#### [WHAT YOU WILL DO]
Drop the images. Copy every line below character for character.

#### [RECORDS FOR PROCESSING]
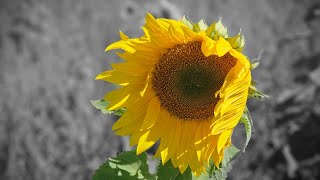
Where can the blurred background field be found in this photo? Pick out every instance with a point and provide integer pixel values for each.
(51, 51)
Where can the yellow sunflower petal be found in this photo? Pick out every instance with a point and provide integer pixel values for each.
(185, 87)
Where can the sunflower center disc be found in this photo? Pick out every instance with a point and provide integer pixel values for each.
(185, 81)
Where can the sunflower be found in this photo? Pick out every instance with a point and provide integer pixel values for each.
(184, 85)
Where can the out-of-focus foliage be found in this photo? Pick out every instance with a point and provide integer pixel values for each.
(51, 51)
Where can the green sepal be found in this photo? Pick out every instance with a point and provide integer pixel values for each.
(200, 26)
(102, 105)
(217, 29)
(237, 42)
(256, 93)
(254, 65)
(126, 165)
(185, 20)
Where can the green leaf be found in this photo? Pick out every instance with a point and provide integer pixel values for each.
(167, 171)
(102, 105)
(126, 165)
(256, 93)
(248, 124)
(225, 167)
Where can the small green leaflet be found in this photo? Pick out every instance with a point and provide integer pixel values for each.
(256, 93)
(102, 105)
(126, 165)
(167, 171)
(248, 125)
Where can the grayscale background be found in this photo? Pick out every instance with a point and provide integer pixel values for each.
(51, 51)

#### [EXERCISE ANSWER]
Where can the blurred background field be found in this photo? Pick out every instance with a point and provide integer pixel values for each.
(51, 51)
Where can the yellow sunflower petal be found in this photo? Pick out every instance with a point and provide integer pixel values for each.
(185, 87)
Where can the sunflower center disc be found in this photo? Pick out every instance with a point and provide integer pixel values for each.
(185, 81)
Where can the sunflower be found in this photo? Pick out every instance with a point and provide integer pixel values for each.
(184, 85)
Where can the out-of-focus foliage be found in this photo? Pick out every instance with a point and provide integer pixel values for each.
(51, 51)
Where can the green sepal be found in this photo? Pick out every instance with a point and provide integer pixel values for each.
(200, 26)
(102, 105)
(217, 29)
(237, 42)
(256, 93)
(254, 65)
(126, 165)
(185, 20)
Where can the green leaf be found in this photo? Pick out every instance with a point and provide integer pixel values for each.
(167, 171)
(102, 105)
(126, 165)
(256, 93)
(248, 124)
(225, 167)
Where can the small green leaflet be found in this photo? Pick out every instance with a point and provide integer pixel values for each.
(256, 93)
(102, 105)
(126, 165)
(167, 171)
(248, 125)
Where can the grayscale background be found in this photo? Pick out every instance with a point and provide integer pixel values for each.
(51, 51)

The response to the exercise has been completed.